Text section:
+-------+
ASK Karditsas B.C. (Greek: Α.Σ.Κ. Καρδίτσας K.A.E.), is a Greek professional basketball club that is based in Karditsa, Greece. The club's full name is Athlitikos Syllogos Karditsas (Αθλητικός Σύλλογος Καρδίτσας), which is also abbreviated as A.S.K. (Α.Σ.Κ), or A.S. Kardistas (Α.Σ. Καρδίτσας). The club's colors are white and blue.

History
ASK Karditsas was founded in its current form in 2006, as a result of a merger between the clubs Α.S. Karditsas 21st Century and Amila Karditsas. Α.S. Karditsas 21st Century and Amila Karditsas were themselves formed from earlier mergers. Α.S. Karditsas 21st Century was formed from a merger between Aiada Karditsas and Sports Club Karditsas, while Amila Karditsas was formed from a merger between G.S. Karditsas (where the well-known Greek player Giannis Bourousis began playing youth team basketball), Anagennisi Karditsas, and Amila Karditsas. As a result, it is generally considered that the present club incorporates the history and tradition of all of the previous clubs.

The club played in the 4th-tier level Greek C Basket League, during the 2014–15 season. The club was promoted up to the third-tier level Greek B Basket League, for the 2016–17 season. The club was then promoted up to the 2nd-tier level Greek A2 Basket League, for the 2017–18 season.

Karditsa won the Greek 2nd Division's 2021–22 season championship. Thus, they were promoted up to the top-tier level Greek Basket League, for the 2022–23 season.
+-------+
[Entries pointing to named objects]
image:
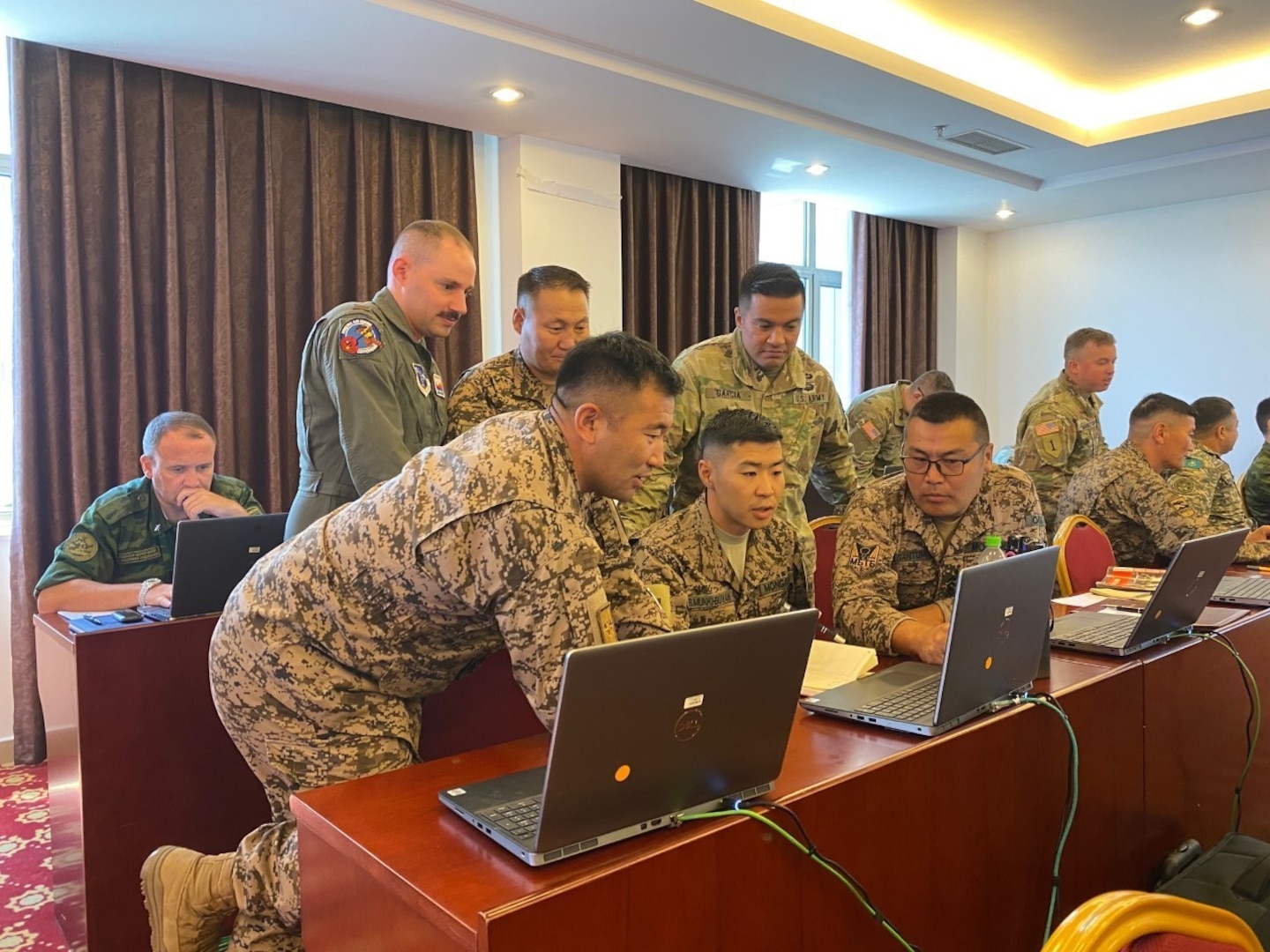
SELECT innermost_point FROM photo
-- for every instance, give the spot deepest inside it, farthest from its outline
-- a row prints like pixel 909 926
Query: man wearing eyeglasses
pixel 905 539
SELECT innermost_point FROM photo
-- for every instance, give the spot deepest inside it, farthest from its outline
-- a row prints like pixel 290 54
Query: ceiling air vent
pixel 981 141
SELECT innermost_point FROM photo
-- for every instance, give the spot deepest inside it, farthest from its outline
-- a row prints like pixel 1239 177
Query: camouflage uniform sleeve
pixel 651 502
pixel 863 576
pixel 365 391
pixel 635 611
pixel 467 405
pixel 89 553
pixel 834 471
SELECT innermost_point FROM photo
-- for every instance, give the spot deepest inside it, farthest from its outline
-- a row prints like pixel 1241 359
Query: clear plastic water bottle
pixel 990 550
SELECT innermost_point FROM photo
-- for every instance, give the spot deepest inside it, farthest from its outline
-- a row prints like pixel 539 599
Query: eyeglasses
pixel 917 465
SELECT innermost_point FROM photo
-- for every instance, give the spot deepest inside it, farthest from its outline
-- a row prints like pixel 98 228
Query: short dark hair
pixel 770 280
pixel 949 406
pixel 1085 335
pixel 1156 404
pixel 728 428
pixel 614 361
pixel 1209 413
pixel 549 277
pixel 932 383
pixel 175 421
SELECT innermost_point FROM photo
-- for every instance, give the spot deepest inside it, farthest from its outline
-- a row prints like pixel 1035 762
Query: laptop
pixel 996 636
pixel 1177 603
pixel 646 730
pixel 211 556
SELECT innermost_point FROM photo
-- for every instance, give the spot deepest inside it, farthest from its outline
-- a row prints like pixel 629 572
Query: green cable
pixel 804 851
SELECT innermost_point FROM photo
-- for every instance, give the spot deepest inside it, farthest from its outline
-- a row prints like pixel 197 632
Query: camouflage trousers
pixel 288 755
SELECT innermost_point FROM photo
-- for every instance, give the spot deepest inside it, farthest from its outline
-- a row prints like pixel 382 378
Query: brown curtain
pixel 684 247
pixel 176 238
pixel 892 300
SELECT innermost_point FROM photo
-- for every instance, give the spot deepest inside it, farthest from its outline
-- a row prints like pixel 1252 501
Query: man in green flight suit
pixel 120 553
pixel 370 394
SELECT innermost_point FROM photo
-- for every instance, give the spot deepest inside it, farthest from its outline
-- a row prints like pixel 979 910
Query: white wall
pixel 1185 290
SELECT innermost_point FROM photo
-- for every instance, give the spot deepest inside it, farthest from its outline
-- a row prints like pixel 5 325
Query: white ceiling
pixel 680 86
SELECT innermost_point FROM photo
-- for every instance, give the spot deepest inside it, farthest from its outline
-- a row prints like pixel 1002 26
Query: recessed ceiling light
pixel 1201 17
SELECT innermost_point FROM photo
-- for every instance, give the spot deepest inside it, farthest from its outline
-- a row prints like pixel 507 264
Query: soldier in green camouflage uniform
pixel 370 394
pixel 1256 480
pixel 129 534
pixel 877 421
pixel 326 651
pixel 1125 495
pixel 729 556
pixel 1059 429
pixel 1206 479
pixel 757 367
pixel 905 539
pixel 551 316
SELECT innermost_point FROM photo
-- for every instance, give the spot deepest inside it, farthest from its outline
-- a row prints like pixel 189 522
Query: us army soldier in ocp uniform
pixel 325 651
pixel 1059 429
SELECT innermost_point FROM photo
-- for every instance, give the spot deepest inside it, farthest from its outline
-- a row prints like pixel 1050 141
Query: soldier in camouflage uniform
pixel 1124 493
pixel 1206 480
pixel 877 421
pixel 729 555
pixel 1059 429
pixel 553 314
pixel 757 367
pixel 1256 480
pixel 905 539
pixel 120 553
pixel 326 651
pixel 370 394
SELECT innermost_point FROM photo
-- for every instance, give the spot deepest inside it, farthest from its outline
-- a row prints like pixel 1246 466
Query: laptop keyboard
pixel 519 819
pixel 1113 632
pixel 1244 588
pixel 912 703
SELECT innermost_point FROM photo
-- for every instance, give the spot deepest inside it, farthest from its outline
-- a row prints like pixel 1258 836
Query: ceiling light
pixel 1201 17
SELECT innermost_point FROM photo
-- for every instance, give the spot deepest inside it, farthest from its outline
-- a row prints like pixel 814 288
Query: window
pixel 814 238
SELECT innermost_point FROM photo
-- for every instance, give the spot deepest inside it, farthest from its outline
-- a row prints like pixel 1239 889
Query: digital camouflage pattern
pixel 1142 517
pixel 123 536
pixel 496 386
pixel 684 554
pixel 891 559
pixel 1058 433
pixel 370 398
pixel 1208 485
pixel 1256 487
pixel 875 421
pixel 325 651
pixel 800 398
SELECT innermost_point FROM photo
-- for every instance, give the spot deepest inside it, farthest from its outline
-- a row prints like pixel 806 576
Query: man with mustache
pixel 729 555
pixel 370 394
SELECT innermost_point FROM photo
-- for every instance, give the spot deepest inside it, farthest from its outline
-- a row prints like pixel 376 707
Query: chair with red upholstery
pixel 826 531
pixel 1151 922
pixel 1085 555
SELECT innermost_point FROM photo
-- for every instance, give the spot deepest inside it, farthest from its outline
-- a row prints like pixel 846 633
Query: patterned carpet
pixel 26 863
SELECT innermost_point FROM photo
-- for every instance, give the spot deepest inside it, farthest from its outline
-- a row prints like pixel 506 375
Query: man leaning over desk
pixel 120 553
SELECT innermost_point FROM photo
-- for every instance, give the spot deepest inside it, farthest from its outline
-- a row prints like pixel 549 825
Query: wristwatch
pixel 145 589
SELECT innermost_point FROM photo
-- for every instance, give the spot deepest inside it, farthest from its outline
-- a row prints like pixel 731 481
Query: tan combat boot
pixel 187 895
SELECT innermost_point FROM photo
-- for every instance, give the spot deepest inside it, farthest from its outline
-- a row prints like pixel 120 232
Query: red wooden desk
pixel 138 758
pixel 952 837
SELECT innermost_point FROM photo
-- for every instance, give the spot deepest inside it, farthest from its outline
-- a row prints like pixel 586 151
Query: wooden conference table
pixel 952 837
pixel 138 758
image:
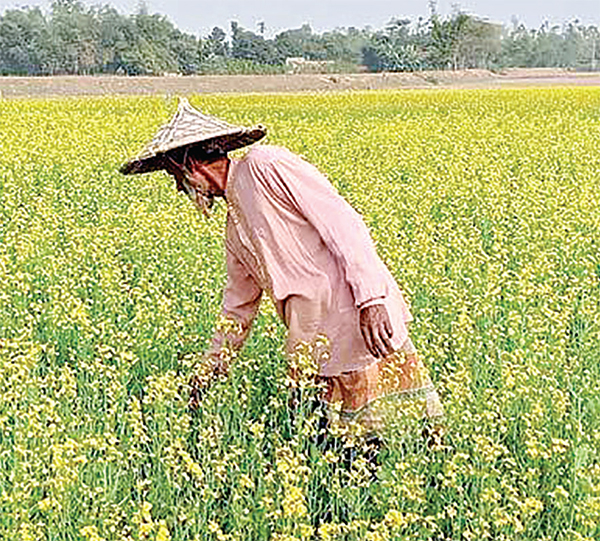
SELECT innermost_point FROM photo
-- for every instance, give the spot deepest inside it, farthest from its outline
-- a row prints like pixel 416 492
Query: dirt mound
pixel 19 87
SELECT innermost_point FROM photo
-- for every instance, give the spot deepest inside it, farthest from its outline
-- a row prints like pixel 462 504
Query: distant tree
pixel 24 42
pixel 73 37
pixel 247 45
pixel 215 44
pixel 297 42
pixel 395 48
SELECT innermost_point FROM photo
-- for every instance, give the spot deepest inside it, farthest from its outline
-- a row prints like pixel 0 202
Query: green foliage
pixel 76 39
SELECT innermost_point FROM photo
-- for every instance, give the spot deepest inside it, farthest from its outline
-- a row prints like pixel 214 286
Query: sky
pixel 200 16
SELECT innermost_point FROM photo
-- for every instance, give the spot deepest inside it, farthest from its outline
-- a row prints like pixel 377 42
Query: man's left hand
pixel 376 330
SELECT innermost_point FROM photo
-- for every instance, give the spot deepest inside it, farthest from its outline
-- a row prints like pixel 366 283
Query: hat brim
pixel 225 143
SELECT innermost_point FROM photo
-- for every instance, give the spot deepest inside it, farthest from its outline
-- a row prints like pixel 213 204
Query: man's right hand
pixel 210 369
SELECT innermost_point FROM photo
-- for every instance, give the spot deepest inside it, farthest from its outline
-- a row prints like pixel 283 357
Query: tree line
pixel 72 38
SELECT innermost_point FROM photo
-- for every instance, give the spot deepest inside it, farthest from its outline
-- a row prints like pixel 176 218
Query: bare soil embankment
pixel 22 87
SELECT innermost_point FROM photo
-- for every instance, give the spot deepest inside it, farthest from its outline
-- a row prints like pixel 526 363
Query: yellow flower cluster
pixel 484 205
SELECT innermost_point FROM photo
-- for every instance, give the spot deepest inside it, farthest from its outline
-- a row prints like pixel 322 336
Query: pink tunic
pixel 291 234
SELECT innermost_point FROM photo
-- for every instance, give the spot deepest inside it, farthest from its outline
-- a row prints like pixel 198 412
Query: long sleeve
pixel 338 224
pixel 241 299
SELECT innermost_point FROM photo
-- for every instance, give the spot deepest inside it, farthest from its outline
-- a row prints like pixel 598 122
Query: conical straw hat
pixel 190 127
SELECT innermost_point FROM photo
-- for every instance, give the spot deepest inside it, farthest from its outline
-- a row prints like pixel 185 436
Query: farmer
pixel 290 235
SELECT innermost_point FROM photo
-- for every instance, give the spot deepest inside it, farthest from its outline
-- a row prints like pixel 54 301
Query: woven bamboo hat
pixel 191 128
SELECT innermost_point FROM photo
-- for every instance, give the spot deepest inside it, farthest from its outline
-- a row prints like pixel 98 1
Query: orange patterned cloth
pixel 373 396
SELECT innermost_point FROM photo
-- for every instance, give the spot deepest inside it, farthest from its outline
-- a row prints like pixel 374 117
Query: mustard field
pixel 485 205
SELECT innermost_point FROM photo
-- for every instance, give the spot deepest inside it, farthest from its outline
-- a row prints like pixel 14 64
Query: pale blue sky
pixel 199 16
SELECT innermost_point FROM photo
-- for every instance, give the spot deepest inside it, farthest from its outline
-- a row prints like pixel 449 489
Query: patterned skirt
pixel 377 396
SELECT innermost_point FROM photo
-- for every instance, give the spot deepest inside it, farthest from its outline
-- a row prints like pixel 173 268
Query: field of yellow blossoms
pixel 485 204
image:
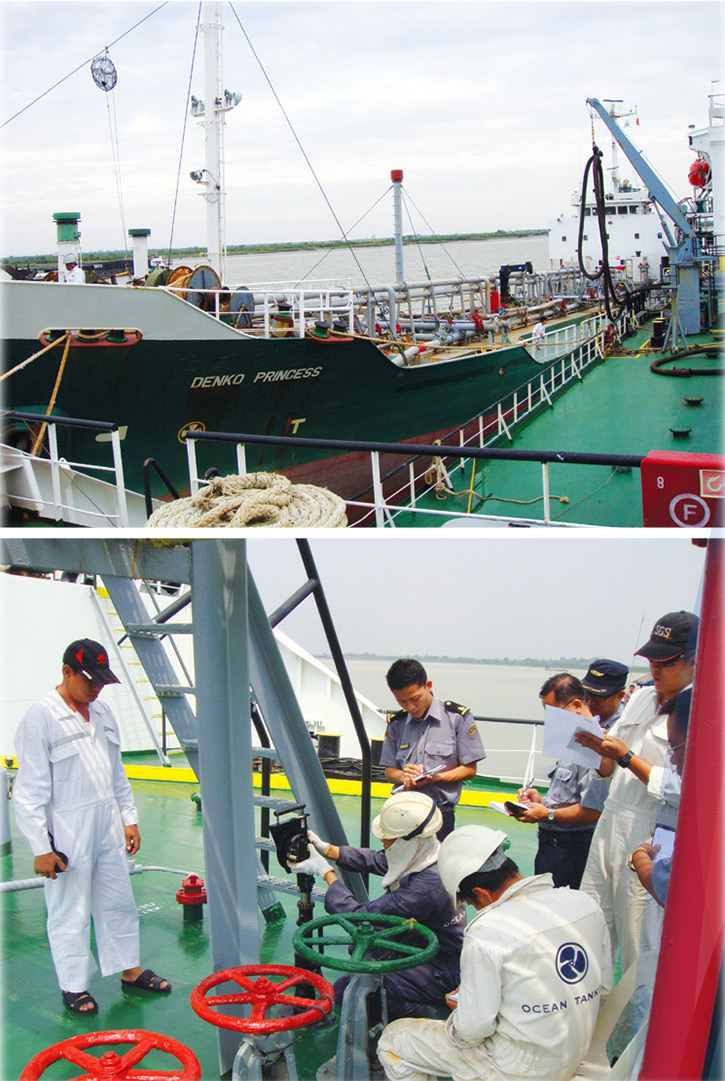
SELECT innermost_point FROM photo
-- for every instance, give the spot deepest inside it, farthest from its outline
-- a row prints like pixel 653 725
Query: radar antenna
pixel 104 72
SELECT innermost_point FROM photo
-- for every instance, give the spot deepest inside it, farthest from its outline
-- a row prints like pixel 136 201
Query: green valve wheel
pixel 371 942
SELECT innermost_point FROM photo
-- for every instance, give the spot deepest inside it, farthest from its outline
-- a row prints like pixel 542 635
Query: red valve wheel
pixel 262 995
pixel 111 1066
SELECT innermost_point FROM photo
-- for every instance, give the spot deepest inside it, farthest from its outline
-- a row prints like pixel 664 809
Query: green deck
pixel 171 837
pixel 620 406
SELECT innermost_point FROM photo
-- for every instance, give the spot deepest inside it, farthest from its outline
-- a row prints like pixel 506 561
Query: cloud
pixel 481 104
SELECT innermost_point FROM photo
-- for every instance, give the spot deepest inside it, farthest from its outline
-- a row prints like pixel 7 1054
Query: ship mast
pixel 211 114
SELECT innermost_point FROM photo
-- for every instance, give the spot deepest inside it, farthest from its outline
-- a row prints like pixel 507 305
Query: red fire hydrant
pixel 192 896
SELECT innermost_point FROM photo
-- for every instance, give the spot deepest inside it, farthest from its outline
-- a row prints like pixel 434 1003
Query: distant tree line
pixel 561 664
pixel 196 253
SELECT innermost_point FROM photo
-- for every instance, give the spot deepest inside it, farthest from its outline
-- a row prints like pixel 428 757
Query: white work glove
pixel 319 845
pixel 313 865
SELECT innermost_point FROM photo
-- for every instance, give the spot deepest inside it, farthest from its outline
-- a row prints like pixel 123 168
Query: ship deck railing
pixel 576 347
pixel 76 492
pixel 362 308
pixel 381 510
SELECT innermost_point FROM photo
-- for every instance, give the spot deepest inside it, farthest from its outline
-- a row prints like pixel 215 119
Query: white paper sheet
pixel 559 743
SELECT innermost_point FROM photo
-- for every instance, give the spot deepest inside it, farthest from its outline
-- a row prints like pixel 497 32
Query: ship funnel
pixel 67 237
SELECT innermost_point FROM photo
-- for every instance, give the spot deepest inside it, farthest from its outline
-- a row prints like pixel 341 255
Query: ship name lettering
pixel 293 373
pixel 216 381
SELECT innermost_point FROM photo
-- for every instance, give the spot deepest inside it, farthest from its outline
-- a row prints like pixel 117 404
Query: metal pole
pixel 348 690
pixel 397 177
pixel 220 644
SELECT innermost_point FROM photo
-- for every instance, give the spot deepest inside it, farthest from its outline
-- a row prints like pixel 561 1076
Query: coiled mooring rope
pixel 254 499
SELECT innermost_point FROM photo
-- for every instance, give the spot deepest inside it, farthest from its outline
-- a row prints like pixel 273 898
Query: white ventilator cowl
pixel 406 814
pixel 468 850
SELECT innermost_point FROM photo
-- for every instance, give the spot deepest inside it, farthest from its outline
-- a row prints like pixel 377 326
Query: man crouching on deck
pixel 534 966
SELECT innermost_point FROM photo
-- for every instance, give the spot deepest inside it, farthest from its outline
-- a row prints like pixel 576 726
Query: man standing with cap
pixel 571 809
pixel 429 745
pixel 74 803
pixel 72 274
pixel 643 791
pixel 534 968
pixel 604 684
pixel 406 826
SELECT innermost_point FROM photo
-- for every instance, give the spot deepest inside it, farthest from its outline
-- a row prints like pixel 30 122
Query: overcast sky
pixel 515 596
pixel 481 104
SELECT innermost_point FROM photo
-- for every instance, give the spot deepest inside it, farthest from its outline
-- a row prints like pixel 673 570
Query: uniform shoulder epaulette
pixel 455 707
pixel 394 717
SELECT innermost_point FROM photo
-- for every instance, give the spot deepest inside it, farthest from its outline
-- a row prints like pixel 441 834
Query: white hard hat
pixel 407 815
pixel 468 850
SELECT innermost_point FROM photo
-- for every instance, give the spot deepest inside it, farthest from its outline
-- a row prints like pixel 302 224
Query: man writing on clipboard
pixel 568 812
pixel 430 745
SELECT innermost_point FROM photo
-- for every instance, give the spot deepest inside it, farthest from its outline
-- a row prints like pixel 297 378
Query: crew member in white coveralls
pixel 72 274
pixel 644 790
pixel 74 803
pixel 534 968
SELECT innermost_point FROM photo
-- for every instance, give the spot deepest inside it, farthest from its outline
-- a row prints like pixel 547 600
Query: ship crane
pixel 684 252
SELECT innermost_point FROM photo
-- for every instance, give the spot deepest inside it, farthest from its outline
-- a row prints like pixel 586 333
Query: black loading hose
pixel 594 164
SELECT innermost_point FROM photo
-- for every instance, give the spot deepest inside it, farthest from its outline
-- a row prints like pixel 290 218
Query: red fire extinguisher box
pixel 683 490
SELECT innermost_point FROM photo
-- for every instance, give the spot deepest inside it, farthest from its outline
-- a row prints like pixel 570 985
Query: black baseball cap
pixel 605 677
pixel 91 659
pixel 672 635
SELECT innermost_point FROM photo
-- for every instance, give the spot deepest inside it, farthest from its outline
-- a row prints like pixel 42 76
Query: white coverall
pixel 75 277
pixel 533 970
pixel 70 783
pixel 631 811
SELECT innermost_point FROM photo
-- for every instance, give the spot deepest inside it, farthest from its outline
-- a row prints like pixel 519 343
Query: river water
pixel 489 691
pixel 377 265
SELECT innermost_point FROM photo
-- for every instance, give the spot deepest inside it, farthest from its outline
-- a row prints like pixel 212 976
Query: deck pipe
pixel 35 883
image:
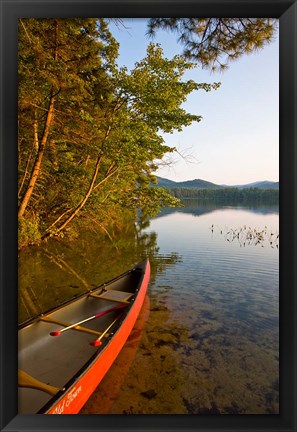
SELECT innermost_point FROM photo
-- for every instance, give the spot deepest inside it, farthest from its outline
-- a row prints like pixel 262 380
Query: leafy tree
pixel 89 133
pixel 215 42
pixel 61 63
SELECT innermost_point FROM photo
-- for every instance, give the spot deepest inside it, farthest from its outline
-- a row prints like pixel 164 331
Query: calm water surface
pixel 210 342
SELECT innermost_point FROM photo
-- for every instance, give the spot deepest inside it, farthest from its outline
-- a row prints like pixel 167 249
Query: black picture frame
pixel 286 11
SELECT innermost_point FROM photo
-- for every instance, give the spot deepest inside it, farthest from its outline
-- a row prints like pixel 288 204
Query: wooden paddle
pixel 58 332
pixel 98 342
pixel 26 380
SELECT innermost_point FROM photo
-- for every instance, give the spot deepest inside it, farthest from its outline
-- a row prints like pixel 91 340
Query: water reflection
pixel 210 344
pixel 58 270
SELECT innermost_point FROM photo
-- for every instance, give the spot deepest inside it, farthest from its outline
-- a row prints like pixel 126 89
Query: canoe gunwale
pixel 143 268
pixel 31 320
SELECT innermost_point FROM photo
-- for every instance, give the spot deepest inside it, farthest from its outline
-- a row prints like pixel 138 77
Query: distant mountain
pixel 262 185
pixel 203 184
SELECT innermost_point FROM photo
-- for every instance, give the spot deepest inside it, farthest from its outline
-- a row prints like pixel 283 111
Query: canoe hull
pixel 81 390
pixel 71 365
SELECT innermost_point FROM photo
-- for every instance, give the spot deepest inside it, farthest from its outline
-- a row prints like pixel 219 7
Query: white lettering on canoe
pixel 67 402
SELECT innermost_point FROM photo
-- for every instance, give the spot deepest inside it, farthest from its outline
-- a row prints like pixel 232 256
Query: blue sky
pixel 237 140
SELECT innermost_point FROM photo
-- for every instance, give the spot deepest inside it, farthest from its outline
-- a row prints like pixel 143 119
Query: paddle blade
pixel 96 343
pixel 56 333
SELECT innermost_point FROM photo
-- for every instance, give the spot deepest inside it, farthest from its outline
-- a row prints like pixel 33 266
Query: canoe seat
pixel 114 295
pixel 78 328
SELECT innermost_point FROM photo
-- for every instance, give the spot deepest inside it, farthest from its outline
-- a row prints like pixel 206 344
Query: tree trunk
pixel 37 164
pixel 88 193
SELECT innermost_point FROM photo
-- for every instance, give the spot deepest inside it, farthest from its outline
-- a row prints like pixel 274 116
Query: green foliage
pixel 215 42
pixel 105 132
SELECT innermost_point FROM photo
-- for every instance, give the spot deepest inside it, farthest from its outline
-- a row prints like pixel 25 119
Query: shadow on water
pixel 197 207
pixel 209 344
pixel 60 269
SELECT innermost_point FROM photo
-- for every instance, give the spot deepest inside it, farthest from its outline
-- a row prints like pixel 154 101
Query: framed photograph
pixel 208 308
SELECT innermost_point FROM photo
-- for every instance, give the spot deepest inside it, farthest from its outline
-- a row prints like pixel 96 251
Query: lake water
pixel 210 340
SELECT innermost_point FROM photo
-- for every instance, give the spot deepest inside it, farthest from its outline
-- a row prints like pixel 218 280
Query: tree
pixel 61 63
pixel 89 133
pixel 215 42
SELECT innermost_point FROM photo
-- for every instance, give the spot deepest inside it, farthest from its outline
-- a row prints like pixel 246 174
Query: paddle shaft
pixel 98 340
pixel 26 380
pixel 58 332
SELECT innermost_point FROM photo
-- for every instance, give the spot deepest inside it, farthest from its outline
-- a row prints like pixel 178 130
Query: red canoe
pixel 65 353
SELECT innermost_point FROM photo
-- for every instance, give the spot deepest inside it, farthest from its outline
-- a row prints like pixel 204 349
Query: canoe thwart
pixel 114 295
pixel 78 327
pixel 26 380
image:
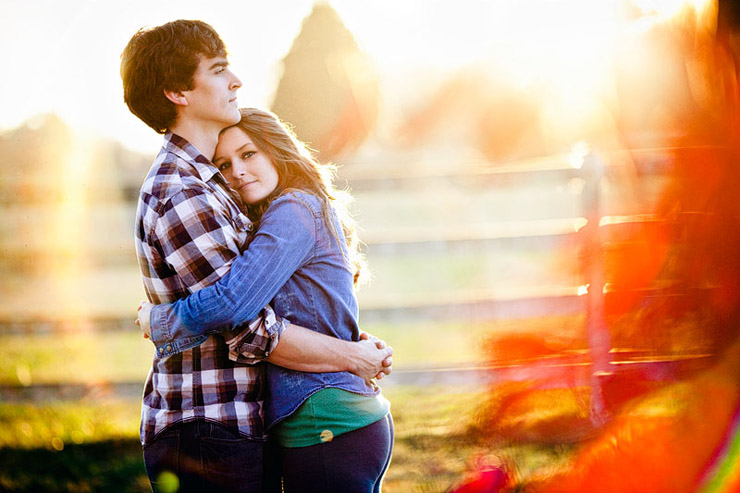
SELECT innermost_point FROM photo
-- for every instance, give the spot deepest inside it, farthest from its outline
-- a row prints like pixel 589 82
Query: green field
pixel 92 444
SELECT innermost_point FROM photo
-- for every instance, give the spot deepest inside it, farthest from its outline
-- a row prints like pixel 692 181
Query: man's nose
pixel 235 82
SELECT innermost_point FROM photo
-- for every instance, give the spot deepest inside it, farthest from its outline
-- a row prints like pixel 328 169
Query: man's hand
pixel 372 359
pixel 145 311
+-------+
What this task involves: According to the text on ASK Karditsas, why is the present club generally considered to carry the history and tradition of all the earlier clubs?

Response to this task: The present club was formed in 2006 by merging A.S. Karditsas 21st Century and Amila Karditsas. Each of those clubs had itself been formed from earlier mergers. Through this chain of mergers, the present club takes in all of the previous clubs.